“The Midnight Sky” begins with a graphic telling us we’re in the year 2049, “Three weeks after the event.”

That’s never a good sign. No one refers to something good as “the event.” It wasn’t someone’s birthday or wedding or your company’s IPO on Wall Street. “The event” is always associated with something devastatingly bad, like Pearl Harbor or Chernobyl or NBC deciding to reboot “Supertrain.”

In this case, we’re never told or shown what “the event” was, only that it’s killing off pretty much the entire population of Earth. At an observatory above the Arctic Circle, everyone is evacuating to try to get home, with the exception of Augustine Lofthouse (George Clooney, who also directed). He’s a brilliant scientist who, years earlier, had discovered that K-23, one of the moons of Jupiter, might be habitable by humans. In the wake of his announcement, an international mission was launched on the spacecraft Æether (named for the baby of Grimes and Elon Musk?), captained by an astronaut named Sully (Felicity Jones), and on its way back to Earth.

◆ Available data
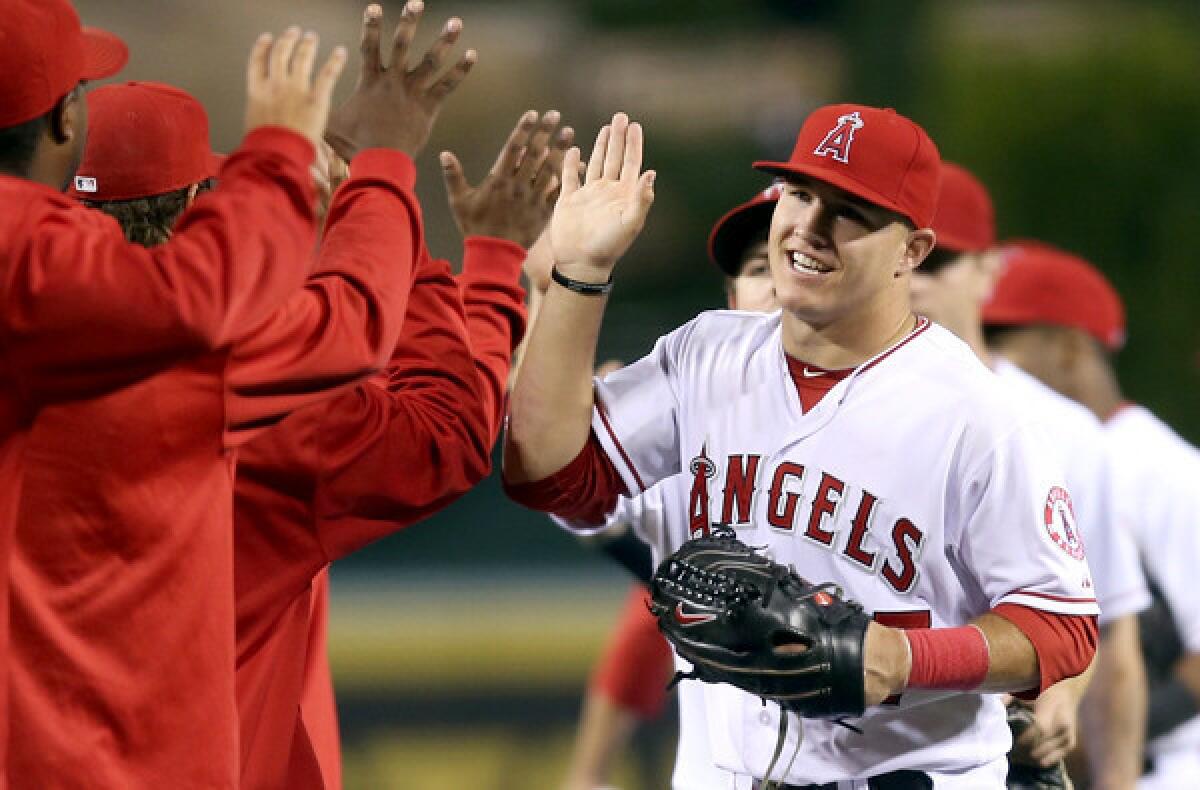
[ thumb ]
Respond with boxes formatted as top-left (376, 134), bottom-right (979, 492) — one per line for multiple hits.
top-left (438, 151), bottom-right (470, 201)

◆ What is needed
Carry on the review of "The Midnight Sky" from its final sentence, adding the next few paragraphs.

◆ Answer to the problem
Lofthouse wants to warn Sully and her crewmates about the cataclysmic status of the world, but the antenna at the observatory isn’t powerful enough to reach them. So, he decides to take a snowmobile and a bunch of supplies and try to make it to a weather station several miles north, where there’s a stronger transmitter and receiver. But before he leaves, Lofthouse discovers a young girl (Caoilinn Springall) who’s hiding in the observatory. Unwilling to leave her behind, he takes her along for the trek. Oh, Lofthouse also has to take along the dialysis equipment he needs for blood transfusions on a daily basis. Luckily, the observatory has a portable model.

Every bit of this takes place while a sad violin plays on the soundtrack as we sit through long periods of boredom interrupted by a few action sequences meant to be intense — but not so much. Lofthouse and his David Letterman starter beard have to not only try to save the crew of Æether, as well as the girl, whose only purpose is as an exposition device, giving him someone to explain the plot out loud to for our benefit.

Meanwhile, onboard Æether, Sully and her crewmates (David Oyelowo, Kyle Chandler, Demián Bechi, and Tiffany Boone) are in good spirits after finding K-23 to be just as suitable for a human colony as Lofthouse predicted it would be. They’re so happy, in fact, that at one point, they break into a singalong of Neil Diamond’s “Sweet Caroline” for no reason whatsoever. Because astronauts in 2049 will still love oldies from eighty years earlier. You know, the way we all go around in 2020 singing songs from 1940.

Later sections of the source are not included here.